**** Record excerpts ****

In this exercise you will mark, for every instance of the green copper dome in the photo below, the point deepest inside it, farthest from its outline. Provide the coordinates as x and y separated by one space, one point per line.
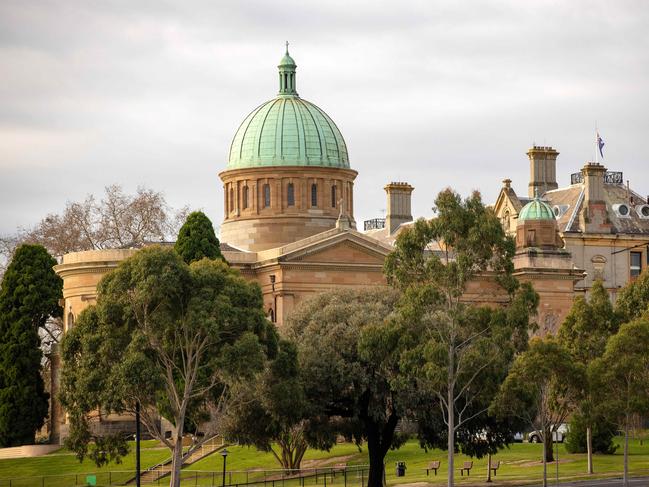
536 210
288 131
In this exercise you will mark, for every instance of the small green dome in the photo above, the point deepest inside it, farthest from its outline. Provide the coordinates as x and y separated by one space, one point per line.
536 210
288 131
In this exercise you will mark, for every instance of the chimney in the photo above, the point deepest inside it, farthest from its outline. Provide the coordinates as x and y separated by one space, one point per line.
543 170
399 208
594 216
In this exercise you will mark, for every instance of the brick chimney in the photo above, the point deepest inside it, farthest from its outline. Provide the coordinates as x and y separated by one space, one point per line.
399 207
594 216
543 170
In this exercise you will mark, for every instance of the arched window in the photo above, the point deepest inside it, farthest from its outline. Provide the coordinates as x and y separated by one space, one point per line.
245 197
266 195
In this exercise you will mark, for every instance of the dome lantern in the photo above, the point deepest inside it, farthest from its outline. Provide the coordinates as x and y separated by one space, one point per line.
287 75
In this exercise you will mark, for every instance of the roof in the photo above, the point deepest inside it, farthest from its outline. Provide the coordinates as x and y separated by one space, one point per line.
536 210
571 199
288 131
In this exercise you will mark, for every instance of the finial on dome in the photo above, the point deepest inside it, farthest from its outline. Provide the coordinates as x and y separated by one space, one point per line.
287 75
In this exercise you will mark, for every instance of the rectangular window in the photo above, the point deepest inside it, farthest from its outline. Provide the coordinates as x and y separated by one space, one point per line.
266 195
314 195
636 263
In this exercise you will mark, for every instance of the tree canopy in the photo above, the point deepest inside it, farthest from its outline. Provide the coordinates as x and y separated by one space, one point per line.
462 351
272 412
171 337
29 296
197 239
584 334
543 387
621 378
348 357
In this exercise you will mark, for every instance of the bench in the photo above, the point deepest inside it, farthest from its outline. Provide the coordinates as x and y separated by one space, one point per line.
467 466
339 467
434 465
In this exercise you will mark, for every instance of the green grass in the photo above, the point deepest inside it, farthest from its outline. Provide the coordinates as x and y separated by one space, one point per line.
521 465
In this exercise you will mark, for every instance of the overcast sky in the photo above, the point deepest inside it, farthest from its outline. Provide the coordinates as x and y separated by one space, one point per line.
434 93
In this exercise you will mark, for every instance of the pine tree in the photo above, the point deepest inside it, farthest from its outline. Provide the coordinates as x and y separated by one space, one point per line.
29 295
197 240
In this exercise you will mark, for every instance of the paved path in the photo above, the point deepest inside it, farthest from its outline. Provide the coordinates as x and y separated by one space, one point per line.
635 482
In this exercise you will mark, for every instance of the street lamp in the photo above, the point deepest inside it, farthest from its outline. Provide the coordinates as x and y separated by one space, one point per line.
224 454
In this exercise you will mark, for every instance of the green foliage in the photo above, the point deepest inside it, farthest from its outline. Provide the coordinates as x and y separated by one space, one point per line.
621 375
603 434
170 336
542 388
197 240
584 334
446 252
271 411
588 326
633 301
348 356
459 353
28 298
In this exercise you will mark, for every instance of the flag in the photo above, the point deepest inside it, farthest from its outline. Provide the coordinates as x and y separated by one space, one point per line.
600 144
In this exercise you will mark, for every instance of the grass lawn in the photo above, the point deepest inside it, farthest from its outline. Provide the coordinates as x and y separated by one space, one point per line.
520 465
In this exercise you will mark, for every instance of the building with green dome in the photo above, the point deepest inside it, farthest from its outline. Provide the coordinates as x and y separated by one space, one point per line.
288 175
536 209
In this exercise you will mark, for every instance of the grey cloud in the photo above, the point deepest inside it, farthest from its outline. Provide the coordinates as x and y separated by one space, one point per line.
437 93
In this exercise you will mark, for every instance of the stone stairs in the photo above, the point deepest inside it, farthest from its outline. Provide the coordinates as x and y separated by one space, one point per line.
163 469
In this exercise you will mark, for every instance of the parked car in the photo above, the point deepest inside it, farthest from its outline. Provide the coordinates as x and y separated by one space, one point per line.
558 434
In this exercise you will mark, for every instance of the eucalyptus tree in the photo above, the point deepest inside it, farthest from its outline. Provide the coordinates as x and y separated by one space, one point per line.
584 334
349 349
543 387
621 377
168 337
462 351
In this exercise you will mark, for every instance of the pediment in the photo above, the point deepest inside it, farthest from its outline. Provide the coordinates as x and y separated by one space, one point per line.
346 248
507 200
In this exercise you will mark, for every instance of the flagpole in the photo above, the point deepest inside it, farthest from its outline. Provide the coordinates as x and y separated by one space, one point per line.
596 144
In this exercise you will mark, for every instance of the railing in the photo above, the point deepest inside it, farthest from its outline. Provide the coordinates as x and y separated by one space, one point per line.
610 177
374 224
336 476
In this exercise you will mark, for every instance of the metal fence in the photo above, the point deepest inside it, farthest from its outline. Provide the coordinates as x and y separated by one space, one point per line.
352 476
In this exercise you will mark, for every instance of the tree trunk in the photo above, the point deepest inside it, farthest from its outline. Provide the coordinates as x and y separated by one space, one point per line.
379 440
626 452
451 420
375 477
489 467
177 459
589 448
545 461
547 444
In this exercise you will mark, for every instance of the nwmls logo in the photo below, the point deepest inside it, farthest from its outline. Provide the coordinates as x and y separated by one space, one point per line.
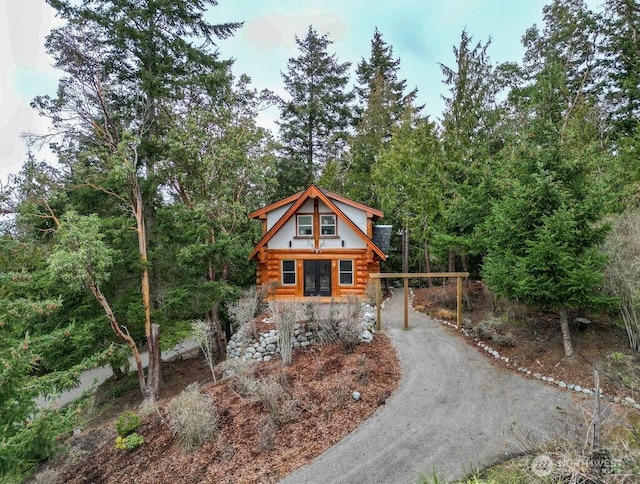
544 466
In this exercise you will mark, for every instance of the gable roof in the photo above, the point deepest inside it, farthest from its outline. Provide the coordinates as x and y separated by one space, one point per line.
299 199
262 212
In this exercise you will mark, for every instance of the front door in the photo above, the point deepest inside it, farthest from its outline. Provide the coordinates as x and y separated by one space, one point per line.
317 278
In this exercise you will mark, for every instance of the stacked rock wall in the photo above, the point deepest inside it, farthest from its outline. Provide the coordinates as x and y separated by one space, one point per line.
244 346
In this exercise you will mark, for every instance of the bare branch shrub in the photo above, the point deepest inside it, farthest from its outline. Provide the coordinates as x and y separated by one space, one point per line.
271 394
243 311
204 335
285 316
193 418
623 271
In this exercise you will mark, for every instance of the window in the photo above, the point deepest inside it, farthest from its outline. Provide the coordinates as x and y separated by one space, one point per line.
327 224
346 272
305 225
288 272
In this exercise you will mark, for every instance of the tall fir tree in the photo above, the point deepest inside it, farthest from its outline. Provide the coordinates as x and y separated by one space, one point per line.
315 120
543 237
381 102
620 60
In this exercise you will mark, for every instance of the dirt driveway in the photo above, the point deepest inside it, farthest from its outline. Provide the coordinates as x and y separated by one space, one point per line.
454 412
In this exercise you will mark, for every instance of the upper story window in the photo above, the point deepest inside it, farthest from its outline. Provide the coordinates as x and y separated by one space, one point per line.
305 225
328 224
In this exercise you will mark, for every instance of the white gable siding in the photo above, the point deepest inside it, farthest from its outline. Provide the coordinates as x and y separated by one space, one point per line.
287 232
357 216
274 215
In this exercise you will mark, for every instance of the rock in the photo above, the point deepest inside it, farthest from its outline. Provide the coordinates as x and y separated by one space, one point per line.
366 336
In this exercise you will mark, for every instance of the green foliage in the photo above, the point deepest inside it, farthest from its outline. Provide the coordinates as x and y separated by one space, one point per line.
82 258
130 442
193 418
316 117
127 422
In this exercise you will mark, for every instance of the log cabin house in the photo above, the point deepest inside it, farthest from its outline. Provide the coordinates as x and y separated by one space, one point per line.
318 244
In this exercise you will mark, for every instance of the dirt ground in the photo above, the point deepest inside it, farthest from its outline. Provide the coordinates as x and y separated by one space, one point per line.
531 338
250 447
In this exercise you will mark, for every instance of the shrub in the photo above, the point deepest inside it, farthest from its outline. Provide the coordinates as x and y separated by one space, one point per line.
130 442
243 311
271 394
193 418
127 422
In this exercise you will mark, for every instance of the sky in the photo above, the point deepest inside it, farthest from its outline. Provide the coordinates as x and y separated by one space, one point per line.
421 32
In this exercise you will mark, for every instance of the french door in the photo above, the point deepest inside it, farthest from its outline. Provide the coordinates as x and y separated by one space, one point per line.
317 278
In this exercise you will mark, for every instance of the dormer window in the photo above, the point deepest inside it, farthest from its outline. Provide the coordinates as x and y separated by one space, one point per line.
305 225
328 225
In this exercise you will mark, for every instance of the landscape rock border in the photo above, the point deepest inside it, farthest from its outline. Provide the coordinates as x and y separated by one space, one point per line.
626 401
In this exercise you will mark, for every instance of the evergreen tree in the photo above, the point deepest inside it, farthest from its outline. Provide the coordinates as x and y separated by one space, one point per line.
381 103
621 63
408 177
381 72
127 66
543 236
316 117
471 141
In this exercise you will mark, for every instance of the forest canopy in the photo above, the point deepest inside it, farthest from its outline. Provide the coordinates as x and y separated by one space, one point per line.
141 222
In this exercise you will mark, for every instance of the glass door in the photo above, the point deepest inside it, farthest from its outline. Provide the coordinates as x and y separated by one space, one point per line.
317 278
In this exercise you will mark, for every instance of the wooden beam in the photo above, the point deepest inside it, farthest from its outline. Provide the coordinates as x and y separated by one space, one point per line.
417 275
378 304
405 276
406 303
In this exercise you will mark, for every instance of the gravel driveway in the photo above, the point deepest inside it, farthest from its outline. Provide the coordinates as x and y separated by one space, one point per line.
453 412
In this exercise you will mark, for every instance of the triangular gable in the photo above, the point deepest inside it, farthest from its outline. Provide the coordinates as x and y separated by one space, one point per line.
300 199
262 212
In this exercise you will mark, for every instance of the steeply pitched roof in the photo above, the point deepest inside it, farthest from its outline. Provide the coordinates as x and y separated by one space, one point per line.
299 199
262 212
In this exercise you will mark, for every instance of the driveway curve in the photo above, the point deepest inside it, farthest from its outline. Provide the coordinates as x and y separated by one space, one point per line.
453 412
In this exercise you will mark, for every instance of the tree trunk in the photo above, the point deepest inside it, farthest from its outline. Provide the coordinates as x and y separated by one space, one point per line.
121 334
427 262
566 336
464 258
405 250
452 264
152 390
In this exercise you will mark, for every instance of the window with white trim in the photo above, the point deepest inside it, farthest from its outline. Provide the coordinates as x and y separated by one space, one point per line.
288 273
346 272
305 225
328 225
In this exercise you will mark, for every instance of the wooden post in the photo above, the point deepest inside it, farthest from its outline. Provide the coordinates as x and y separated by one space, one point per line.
459 301
406 303
378 303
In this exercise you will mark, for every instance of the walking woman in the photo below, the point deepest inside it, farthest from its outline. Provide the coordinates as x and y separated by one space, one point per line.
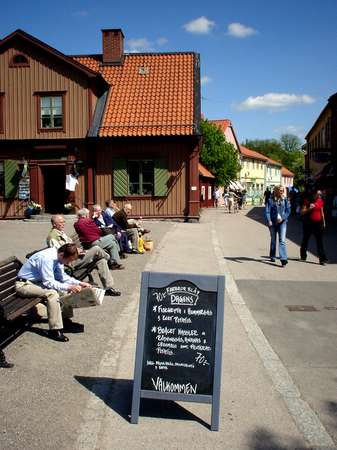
313 223
277 211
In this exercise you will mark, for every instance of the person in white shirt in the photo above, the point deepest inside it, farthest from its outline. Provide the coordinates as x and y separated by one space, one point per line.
42 275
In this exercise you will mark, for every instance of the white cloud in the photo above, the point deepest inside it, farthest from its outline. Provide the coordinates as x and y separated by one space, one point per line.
162 41
240 31
205 80
202 25
291 129
139 45
81 13
274 101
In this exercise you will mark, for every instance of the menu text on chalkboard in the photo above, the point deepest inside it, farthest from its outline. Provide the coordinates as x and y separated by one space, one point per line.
179 341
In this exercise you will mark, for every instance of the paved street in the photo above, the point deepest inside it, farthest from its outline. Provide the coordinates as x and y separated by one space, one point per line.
279 366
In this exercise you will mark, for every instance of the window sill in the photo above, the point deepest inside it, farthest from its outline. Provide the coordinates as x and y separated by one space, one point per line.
51 130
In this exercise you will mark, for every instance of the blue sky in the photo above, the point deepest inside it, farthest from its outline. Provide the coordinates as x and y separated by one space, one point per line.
269 66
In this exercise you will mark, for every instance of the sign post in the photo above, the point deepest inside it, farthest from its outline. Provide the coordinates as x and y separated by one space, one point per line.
179 340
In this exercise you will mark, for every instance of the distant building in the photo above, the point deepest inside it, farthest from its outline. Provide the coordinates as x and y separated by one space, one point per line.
287 178
253 171
125 126
321 146
206 182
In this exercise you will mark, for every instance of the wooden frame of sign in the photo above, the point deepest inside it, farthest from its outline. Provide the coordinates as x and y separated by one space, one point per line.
179 340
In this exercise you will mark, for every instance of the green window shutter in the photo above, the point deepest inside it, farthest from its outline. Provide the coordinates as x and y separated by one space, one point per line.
160 177
11 176
120 181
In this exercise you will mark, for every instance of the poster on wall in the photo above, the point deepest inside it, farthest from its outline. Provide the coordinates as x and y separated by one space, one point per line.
24 189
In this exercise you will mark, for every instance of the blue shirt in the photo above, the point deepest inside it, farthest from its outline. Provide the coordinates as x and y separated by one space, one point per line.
44 267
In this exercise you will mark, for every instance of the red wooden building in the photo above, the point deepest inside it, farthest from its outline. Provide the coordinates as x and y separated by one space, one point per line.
127 125
207 186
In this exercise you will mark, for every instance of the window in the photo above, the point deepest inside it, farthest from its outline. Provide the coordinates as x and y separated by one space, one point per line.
141 177
51 112
2 120
19 60
2 178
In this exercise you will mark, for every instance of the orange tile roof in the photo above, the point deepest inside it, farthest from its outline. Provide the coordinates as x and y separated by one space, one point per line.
252 154
223 124
150 94
272 161
286 172
204 172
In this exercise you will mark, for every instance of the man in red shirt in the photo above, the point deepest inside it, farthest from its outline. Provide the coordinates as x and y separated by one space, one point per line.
90 235
313 223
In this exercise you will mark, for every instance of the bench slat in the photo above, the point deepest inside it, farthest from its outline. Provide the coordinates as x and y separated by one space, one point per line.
15 310
8 267
4 294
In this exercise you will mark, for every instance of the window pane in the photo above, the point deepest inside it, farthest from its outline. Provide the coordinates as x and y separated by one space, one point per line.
57 102
46 122
45 102
45 111
51 112
147 177
134 178
1 178
58 122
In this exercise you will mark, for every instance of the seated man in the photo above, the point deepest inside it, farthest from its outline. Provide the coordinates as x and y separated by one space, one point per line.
104 221
57 237
43 276
90 235
111 207
121 218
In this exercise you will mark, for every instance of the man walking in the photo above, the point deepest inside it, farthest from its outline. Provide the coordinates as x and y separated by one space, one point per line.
57 237
43 276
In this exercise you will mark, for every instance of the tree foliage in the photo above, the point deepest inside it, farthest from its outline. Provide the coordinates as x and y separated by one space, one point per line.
218 155
287 151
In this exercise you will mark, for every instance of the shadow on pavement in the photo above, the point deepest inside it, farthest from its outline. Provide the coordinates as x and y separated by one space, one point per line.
262 439
294 233
117 395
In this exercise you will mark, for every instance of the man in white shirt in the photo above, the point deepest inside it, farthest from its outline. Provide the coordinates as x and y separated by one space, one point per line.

****

(What you need to do): Print only the lines from the one with "in red shirt" to the end of the records, both included.

(Response to the exercise):
In this exercise you will mark, for every instance of the man in red shirt in the photo above, the point deepest inside it, farthest from its outline. Provide the coordinates as x and y separated by one space, one point per line.
90 235
313 223
In this exercise you will mark, for every instance of the bench slat in the photo above, the point deepest inside it, farthest from its outline. Provide the coordinates as x and y separated by one space, one point per line.
15 310
8 267
4 294
In this exercise you will mark, for every instance of the window pane in the photo above, the point deepest inside it, farthest from its outline. Provide the coordinates as x and y separated by one space, one point per line.
57 102
46 122
45 102
45 111
51 112
147 177
134 178
1 178
58 122
In this exercise you will mark, for every instance of the seated man in the photo above, the point deepest inside it, farthest from its outline. Provide the coordinates as x and y separated by one space, one point per line.
104 221
57 237
43 276
90 235
111 207
121 218
In this exercise you will mark, for every instance of the man walking in the photo above, the point deepest inside it, farthest from its outline. Provide the coordinates as x and y separated by one space, one point per line.
57 237
43 276
In this exercise you will mark, for every instance of the tree foliage in the photo above, the point deepest inside it, farthest from its outline. Provide the coordinates as x and y separated by one space, one point per line.
218 155
287 151
In this exercise you will mark, for every instance of the shadow on pavement in the photo above, the point deepest inside it, farthest from its outline. Provide the coordinates as x and y separated by one space, one point per line.
262 439
294 233
117 395
In this exercise you will mark, for every instance of the man in white shirt in the photo above, the point deepest inside it, farthest from its outline. Provide the coordinates as x and y separated by one space, one point per line.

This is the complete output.